### Your goal
Write out the whole listing exactly as it stands.

### Pointing and labeling entries

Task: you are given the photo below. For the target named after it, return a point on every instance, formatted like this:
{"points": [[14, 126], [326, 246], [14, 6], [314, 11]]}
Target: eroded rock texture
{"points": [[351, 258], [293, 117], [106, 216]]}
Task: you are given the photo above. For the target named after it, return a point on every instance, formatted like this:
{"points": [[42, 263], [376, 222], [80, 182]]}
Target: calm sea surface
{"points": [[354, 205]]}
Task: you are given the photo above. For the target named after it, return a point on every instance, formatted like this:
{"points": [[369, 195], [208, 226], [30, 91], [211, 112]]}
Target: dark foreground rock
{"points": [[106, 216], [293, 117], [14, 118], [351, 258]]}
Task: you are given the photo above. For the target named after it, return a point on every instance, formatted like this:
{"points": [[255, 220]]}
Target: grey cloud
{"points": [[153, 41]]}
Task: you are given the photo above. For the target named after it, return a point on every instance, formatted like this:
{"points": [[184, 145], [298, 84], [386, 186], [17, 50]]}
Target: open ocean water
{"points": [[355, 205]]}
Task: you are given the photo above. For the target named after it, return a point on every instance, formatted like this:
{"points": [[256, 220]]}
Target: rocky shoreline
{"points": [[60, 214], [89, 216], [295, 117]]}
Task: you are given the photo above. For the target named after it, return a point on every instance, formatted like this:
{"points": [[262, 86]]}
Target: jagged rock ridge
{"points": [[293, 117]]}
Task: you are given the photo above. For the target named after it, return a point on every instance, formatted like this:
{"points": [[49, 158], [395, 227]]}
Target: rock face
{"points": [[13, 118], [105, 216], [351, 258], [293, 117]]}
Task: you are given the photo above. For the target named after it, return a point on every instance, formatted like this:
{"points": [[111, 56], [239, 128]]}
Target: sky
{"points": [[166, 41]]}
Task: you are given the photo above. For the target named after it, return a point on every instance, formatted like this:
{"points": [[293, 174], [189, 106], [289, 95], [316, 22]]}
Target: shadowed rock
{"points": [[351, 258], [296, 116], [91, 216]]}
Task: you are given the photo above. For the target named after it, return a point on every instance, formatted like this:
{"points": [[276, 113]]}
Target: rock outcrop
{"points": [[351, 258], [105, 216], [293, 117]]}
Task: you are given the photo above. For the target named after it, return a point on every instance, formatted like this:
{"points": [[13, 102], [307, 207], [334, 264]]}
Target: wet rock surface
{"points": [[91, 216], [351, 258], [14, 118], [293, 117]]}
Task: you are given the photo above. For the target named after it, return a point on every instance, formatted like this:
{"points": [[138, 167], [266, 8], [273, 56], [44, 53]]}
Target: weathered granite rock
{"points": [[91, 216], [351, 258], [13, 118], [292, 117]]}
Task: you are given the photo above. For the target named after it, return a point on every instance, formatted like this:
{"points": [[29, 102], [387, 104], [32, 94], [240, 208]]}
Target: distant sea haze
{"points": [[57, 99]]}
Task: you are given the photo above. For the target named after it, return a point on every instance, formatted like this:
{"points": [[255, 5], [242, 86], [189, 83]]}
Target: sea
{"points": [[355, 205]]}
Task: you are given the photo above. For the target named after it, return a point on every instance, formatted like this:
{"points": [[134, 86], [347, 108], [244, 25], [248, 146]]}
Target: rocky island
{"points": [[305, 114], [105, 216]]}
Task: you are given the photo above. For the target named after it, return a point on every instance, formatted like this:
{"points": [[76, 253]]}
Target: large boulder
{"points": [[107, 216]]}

### Answer to the task
Task: you are given the photo below. For the target named after it, return a point on every instance, formatted like this:
{"points": [[14, 126], [326, 246], [14, 6], [314, 11]]}
Target: eroded rock texture
{"points": [[351, 258], [293, 117], [106, 216]]}
Task: you are given the photo above. For the target named after it, return a point on every instance, formatted like this:
{"points": [[42, 263], [376, 222], [80, 182]]}
Target: calm sea surface
{"points": [[354, 205]]}
Task: you are given the photo above. For the target named after it, return a point on every instance, formatted like this:
{"points": [[369, 195], [208, 226], [30, 91], [211, 112]]}
Target: dark foreground rock
{"points": [[106, 216], [293, 117], [14, 118], [351, 258]]}
Task: you are given the photo above. For the target named after it, return a point on every instance, formatted like this:
{"points": [[255, 220]]}
Target: grey cloud
{"points": [[153, 41]]}
Task: you are given the photo above. For the target named after it, return a point on every instance, formatted like this:
{"points": [[184, 145], [298, 84], [386, 186], [17, 50]]}
Target: open ocean water
{"points": [[355, 205]]}
Task: you are given the photo above. For the target named after it, return a point on every instance, formatted like this:
{"points": [[256, 220]]}
Target: rocky shoreline
{"points": [[60, 214], [89, 216], [295, 117]]}
Task: you are given the photo above. For the target named after it, return a point on every instance, formatted like this:
{"points": [[262, 86]]}
Target: jagged rock ridge
{"points": [[293, 117]]}
Task: you are given the photo above. For the target named after it, return a point on every instance, formatted like this:
{"points": [[49, 158], [395, 227]]}
Target: rock face
{"points": [[13, 118], [105, 216], [351, 258], [293, 117]]}
Task: you are given the photo above. For the target named after it, return a point on every instance, formatted like this:
{"points": [[111, 56], [239, 128]]}
Target: sky
{"points": [[166, 41]]}
Task: you are given the photo above. For the target named after it, return a point on every instance, formatted like this:
{"points": [[293, 174], [189, 106], [289, 95], [316, 22]]}
Target: shadowed rock
{"points": [[351, 258], [296, 116], [91, 216]]}
Task: you are given the photo above. For the target named after it, return a point on every instance, formatted like this:
{"points": [[276, 113]]}
Target: rock outcrop
{"points": [[351, 258], [105, 216], [293, 117]]}
Task: you are given the photo above. For the target named after it, return a point on every instance, formatted like this:
{"points": [[13, 102], [307, 207], [334, 264]]}
Target: wet rock surface
{"points": [[91, 216], [351, 258], [14, 118], [293, 117]]}
Task: you are given the photo above. For the target named after it, return a point on every instance, formatted like this:
{"points": [[138, 167], [266, 8], [273, 56], [44, 53]]}
Target: weathered granite rock
{"points": [[91, 216], [351, 258], [13, 118], [292, 117]]}
Task: you are given the photo above. For the target named after it, return a point on every instance, formatted like this:
{"points": [[29, 102], [387, 104], [32, 94], [240, 208]]}
Target: distant sea haze
{"points": [[57, 99]]}
Task: you are given the photo above. For the target named after it, return a point on every instance, formatted like this:
{"points": [[255, 5], [242, 86], [189, 83]]}
Target: sea
{"points": [[355, 205]]}
Task: you are given the photo above. For the target named after it, return a point on every instance, formatted like this:
{"points": [[134, 86], [347, 108], [244, 25], [248, 146]]}
Target: rocky island
{"points": [[305, 114], [105, 216]]}
Task: you are given the photo above. For the target named after it, return a point on every instance, formatted like this:
{"points": [[76, 253]]}
Target: large boulder
{"points": [[107, 216]]}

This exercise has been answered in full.